## Brief:
Convert the records below into a JSON list of strings, with one string per line and blank lines omitted.

↓

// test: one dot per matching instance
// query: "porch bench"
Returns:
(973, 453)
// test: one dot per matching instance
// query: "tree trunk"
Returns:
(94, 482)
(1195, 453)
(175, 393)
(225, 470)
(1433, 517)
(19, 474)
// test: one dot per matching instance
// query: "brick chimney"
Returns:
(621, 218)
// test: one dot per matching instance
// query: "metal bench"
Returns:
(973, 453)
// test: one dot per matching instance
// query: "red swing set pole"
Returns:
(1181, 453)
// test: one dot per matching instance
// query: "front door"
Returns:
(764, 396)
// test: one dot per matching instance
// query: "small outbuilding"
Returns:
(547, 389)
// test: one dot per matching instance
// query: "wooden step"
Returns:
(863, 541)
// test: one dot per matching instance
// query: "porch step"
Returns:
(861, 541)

↑

## The output:
[
  "// test: one dot per matching instance",
  "// query: \"porch bench\"",
  "Returns:",
  "(973, 453)",
  "// test: one dot per matching instance",
  "// query: \"tree trunk\"",
  "Returns:",
  "(94, 482)",
  "(1195, 453)",
  "(175, 393)",
  "(225, 470)",
  "(1433, 517)",
  "(19, 474)",
  "// test: one dot per matching instance",
  "// query: \"brick chimney\"",
  "Returns:",
  "(621, 218)",
  "// test: one dot per matching instance",
  "// query: \"metal bench\"",
  "Returns:",
  "(973, 453)",
  "// test: one dot per matching instance",
  "// query: \"red swing set pole\"",
  "Returns:",
  "(1181, 453)",
  "// test: one dot per matching instance",
  "// query: \"front door\"",
  "Returns:",
  "(764, 396)",
  "// test: one dot per matching instance",
  "// query: \"small outbuilding\"",
  "Returns:",
  "(547, 389)",
  "// test: one dot per matching instance",
  "// query: \"wooden step\"",
  "Returns:",
  "(863, 541)",
  "// test: one dot per matching instance",
  "// query: \"porch step\"",
  "Returns:",
  "(861, 541)"
]